[Dataset entries]

#####

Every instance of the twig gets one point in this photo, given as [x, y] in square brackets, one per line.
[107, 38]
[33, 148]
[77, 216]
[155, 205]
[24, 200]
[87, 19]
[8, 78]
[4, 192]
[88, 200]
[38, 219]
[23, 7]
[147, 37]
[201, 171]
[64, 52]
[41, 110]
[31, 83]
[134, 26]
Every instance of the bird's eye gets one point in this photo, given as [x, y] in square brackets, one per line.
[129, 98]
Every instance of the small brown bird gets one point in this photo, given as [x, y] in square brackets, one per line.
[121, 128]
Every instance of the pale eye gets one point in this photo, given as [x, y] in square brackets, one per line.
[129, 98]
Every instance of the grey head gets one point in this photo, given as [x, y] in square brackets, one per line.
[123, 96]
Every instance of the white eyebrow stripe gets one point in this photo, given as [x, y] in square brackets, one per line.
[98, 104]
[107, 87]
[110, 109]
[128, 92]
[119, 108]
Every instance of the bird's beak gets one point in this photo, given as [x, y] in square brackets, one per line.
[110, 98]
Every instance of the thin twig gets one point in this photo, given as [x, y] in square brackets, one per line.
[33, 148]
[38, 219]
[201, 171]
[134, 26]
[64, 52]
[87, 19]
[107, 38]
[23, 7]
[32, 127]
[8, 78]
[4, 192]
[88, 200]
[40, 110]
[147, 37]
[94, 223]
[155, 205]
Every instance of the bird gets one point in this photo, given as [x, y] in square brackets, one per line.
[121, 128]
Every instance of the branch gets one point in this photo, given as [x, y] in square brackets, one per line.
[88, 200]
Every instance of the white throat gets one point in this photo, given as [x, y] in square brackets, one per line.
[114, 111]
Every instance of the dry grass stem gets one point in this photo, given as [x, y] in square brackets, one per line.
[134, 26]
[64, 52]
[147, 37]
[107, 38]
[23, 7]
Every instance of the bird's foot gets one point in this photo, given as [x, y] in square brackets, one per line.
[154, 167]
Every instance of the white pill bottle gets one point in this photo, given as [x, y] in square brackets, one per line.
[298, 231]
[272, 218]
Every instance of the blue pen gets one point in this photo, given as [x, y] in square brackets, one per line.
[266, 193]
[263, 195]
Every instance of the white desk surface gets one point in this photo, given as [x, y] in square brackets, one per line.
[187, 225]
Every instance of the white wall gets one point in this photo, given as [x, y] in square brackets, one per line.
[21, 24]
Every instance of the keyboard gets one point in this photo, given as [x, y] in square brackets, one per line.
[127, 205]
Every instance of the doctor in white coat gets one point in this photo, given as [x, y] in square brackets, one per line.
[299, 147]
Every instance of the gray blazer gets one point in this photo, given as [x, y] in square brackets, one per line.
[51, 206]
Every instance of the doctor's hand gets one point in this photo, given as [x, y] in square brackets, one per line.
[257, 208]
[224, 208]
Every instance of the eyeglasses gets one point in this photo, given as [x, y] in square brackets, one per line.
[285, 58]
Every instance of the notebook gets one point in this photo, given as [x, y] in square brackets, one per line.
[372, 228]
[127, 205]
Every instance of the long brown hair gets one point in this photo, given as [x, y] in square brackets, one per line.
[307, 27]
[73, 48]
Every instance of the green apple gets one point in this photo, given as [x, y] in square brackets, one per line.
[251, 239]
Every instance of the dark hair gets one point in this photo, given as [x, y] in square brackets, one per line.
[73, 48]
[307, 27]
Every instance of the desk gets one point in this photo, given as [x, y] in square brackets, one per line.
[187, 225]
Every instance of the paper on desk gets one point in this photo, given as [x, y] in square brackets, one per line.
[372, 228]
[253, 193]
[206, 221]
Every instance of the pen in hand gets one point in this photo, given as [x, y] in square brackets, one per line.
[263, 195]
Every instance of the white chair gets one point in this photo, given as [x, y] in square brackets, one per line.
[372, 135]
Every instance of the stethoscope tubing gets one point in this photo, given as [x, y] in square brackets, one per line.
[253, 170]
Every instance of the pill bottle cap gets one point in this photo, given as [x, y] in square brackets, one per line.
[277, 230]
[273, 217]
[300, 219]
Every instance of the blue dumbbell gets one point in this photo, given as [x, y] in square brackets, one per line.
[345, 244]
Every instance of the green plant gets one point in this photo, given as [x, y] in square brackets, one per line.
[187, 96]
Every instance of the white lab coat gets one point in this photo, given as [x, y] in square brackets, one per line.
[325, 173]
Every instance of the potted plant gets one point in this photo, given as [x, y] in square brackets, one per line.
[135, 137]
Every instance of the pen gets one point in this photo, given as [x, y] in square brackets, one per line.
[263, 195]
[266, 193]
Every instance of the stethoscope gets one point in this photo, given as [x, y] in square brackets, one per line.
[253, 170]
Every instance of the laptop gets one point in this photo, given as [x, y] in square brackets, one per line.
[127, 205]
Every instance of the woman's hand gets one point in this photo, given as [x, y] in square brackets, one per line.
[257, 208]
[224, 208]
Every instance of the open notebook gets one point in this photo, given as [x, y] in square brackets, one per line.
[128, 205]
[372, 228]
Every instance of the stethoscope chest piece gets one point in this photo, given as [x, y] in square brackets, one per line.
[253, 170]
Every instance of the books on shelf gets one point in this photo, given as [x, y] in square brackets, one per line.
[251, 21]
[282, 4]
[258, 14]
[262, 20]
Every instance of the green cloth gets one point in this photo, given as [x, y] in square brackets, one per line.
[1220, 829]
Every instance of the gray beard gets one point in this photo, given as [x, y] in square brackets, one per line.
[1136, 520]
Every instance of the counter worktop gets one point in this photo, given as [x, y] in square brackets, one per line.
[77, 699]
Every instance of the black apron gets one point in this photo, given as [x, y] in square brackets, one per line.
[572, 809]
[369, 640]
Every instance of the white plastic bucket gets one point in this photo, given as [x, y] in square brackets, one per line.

#####

* Task description
Lines before the one containing "Every instance of the stethoscope chest" are left out. Repeat that line and all lines after it in the records above exactly.

* Exercise output
Every instance of the stethoscope chest piece gets one point in this photo, given as [x, y] in square brackets, one per line.
[253, 170]
Every instance of the books on shelf gets one point in this photo, given as [x, y] in square brackets, one per line.
[251, 21]
[282, 4]
[258, 14]
[262, 20]
Every instance of the green cloth gets one point in this photo, given as [x, y] in square brackets, one per line.
[1220, 829]
Every instance of the gray beard gets one point in this photo, given as [x, y] in square brackets, one per line.
[1136, 520]
Every instance of the counter worktop gets one point in this photo, given as [x, y] in square brackets, one per line.
[77, 699]
Every instance of the black apron gets one point in this photo, given as [x, y] in square brackets, one per line.
[572, 809]
[369, 640]
Every instance of the white plastic bucket gets one point in this photo, given as [x, y] in square brackets, one per line.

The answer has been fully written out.